**What you have to do**
How many lines in the records below contain the word "fairy"? Answer with the number and nothing else.

**Stored entries**
▬▬▬

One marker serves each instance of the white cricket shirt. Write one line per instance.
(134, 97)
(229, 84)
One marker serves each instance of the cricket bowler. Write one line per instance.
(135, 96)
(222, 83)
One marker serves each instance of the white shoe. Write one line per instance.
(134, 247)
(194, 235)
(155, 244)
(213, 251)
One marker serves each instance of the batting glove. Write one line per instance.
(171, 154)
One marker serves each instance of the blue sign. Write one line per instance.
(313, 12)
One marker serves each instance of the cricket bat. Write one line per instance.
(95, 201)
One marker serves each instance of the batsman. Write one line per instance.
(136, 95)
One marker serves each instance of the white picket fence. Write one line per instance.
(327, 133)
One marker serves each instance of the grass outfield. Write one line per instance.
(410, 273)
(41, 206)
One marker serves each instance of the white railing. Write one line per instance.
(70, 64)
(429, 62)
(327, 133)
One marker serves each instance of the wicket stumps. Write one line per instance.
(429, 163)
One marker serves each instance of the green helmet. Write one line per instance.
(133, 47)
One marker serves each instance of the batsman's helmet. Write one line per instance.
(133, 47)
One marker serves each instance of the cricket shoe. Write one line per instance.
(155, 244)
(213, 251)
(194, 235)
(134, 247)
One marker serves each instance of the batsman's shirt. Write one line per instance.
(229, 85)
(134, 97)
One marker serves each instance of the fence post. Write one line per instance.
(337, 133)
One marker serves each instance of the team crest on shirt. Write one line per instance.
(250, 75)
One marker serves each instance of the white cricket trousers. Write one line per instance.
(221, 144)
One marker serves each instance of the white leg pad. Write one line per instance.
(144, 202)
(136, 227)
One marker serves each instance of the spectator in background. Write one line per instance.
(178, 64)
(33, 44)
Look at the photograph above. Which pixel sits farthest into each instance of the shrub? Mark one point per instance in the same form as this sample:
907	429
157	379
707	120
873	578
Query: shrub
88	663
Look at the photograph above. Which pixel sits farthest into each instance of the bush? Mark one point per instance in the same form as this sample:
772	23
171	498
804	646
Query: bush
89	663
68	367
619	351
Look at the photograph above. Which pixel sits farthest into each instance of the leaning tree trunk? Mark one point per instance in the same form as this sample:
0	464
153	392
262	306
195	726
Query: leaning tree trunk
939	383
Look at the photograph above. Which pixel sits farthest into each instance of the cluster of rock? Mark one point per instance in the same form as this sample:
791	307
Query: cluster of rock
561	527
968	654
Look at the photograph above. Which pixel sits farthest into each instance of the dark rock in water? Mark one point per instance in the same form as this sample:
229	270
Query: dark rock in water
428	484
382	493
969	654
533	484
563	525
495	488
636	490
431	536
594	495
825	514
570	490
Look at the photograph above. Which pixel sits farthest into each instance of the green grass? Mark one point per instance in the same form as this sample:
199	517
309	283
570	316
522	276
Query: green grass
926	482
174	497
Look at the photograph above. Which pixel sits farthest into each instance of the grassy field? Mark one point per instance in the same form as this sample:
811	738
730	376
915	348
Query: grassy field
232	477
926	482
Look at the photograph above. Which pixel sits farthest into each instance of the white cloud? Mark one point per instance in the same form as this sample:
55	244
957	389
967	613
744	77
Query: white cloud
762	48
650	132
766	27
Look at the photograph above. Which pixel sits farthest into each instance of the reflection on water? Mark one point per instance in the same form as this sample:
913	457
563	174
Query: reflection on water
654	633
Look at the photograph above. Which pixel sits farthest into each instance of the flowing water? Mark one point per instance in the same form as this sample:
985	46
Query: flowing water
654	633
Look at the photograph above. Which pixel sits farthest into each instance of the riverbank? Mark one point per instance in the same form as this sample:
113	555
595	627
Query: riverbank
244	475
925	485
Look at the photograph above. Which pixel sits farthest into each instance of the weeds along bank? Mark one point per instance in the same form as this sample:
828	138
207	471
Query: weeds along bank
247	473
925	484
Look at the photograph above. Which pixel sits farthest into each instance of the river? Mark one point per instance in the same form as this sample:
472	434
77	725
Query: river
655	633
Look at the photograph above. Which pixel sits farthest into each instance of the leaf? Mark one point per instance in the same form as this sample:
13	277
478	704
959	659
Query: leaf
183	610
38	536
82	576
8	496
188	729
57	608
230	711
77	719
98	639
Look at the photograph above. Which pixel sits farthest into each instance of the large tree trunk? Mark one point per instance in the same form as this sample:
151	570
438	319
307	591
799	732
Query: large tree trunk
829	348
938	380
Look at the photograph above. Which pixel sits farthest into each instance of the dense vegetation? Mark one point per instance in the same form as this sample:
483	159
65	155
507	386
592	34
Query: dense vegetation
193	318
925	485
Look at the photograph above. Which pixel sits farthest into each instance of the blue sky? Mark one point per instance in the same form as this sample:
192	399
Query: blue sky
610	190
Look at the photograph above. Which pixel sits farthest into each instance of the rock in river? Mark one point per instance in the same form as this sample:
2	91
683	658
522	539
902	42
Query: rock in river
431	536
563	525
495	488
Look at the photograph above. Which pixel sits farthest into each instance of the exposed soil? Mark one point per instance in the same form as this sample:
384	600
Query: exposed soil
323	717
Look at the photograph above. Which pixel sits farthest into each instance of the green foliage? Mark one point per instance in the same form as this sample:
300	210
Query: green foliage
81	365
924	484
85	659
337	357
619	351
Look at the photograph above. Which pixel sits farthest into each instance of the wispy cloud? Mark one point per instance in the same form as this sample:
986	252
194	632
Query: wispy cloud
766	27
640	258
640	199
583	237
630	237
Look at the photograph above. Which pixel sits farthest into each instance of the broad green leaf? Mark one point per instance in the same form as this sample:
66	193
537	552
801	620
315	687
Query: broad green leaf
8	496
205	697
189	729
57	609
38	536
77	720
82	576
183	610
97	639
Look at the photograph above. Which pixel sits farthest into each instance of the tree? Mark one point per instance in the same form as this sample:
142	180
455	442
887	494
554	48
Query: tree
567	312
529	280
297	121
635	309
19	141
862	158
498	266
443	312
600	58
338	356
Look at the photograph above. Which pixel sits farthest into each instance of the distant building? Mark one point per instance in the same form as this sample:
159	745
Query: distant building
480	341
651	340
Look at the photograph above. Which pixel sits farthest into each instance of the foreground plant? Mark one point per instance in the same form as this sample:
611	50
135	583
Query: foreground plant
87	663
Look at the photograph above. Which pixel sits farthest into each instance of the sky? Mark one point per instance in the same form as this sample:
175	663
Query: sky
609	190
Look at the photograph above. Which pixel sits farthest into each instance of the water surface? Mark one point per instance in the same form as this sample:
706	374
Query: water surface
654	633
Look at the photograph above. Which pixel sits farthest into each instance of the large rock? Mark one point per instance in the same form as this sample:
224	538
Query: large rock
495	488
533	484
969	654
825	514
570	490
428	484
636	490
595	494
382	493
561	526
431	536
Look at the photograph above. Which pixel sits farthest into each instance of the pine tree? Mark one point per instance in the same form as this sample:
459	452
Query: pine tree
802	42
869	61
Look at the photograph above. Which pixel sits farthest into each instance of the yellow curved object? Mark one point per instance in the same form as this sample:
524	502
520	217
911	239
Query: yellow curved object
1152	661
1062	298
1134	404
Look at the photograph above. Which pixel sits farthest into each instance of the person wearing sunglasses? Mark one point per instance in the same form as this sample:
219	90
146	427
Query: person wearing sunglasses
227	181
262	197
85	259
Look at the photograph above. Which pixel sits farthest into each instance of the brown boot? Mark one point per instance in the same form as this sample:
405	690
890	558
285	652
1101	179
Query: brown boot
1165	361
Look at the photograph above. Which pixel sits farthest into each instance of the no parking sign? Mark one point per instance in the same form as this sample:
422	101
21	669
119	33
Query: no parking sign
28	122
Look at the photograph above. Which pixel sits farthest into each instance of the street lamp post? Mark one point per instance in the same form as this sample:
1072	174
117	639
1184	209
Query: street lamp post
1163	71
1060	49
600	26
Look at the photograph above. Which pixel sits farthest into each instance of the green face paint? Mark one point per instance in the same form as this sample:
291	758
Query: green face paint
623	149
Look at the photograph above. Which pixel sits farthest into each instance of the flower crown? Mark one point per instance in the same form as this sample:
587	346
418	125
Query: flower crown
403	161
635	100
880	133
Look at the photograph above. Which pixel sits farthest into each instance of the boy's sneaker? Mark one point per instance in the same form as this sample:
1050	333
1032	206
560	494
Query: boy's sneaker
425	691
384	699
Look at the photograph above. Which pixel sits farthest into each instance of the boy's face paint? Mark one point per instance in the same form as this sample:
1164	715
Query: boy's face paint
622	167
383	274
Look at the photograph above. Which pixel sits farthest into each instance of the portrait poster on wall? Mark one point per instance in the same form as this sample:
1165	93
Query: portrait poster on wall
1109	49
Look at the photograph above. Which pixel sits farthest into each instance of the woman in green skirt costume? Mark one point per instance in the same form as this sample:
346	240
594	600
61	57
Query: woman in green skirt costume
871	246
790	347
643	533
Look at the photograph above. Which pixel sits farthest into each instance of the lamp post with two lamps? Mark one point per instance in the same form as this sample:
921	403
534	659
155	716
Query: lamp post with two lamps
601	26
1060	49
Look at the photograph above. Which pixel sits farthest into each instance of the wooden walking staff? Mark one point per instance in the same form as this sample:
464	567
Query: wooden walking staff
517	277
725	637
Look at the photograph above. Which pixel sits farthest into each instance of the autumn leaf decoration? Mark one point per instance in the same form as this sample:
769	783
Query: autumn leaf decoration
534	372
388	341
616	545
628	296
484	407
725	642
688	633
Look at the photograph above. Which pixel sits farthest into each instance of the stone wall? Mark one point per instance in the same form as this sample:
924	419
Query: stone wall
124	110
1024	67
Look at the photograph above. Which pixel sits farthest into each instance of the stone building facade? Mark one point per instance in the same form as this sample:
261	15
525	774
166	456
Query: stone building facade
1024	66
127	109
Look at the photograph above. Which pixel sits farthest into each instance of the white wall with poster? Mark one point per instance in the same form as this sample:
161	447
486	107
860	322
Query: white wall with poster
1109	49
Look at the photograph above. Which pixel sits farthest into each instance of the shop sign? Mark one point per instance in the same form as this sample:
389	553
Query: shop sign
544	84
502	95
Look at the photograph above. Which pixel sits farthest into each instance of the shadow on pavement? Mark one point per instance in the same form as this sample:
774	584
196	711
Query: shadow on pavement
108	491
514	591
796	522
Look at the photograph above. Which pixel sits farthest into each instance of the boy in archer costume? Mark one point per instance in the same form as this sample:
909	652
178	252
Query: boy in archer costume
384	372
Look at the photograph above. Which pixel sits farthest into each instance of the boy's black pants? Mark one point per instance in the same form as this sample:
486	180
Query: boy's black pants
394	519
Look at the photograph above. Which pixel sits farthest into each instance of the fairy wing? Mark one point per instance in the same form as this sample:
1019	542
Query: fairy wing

▬▬▬

**Task result**
2